### Aim:
Rewrite everything from the line containing "evergreen tree? Mark that spot." down to the end of the records, keeping the requests as they are. Scale every coordinate in the answers by 0.4, rounding to whole numbers with halves rounded up.

(Pointing and labeling records)

+===+

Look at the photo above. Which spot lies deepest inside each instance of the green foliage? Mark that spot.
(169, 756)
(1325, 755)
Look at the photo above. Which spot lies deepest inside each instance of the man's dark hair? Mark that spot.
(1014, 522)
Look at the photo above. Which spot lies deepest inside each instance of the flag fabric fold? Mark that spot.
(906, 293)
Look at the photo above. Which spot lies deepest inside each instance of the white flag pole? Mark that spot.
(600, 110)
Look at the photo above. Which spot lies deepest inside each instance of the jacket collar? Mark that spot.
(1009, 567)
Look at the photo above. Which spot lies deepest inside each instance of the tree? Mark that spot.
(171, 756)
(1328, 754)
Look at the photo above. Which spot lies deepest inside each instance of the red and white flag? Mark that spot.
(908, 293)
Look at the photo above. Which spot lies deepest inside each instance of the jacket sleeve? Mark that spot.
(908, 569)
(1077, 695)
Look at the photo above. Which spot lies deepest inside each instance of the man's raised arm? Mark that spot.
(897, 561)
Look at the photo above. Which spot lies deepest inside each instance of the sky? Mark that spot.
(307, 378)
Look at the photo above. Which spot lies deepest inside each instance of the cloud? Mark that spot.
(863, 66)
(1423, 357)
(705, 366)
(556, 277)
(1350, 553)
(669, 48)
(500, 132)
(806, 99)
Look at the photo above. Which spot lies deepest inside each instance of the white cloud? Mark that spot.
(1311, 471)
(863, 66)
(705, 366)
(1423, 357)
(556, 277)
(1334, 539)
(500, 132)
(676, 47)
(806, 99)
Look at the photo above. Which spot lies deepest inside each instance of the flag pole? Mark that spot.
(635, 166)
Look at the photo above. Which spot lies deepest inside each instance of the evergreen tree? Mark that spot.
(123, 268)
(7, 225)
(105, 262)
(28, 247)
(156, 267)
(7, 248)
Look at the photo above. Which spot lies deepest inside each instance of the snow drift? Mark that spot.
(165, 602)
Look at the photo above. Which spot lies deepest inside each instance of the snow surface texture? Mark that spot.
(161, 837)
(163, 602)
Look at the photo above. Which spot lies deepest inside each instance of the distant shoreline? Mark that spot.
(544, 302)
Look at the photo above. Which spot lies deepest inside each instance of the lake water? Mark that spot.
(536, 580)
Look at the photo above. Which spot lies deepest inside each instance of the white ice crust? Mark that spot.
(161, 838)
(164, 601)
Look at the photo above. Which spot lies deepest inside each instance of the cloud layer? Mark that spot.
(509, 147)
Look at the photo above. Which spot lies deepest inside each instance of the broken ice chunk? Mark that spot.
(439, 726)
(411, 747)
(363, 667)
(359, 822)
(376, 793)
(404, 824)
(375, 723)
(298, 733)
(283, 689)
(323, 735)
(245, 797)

+===+

### Solution to this task:
Look at the photo above. Which spot lies deepest inside each instance of the evergreen tree? Mark that spot.
(49, 107)
(3, 90)
(42, 105)
(11, 99)
(62, 107)
(3, 99)
Look at the photo above. Which spot lies deepest inside each instance of the snow drift? Mark that spot.
(66, 241)
Look at the photo above. Which spot lies deepest inside each instance of the snow surface texture? Mark that spot.
(64, 335)
(65, 241)
Look at the photo above. Which spot lies deepest inside each instance of the distant shoreline? Mark that spot.
(218, 121)
Look at the photo above. Which spot lies deepest inside each instance of the lake water? Mark that spot.
(214, 232)
Look at the photo above. Which spot lies deepest inside each instance of the white ice crust? Mark that spot.
(64, 335)
(66, 240)
Look at the photo above. Which spot lies deepest inside each instance of the cloud layer? Mark that spot.
(204, 59)
Look at the photo above. Which spot lies deepest inside each instance of the broken ice chunk? Mark that spot.
(176, 290)
(164, 299)
(145, 267)
(144, 329)
(150, 317)
(162, 330)
(150, 289)
(119, 293)
(113, 276)
(129, 294)
(98, 319)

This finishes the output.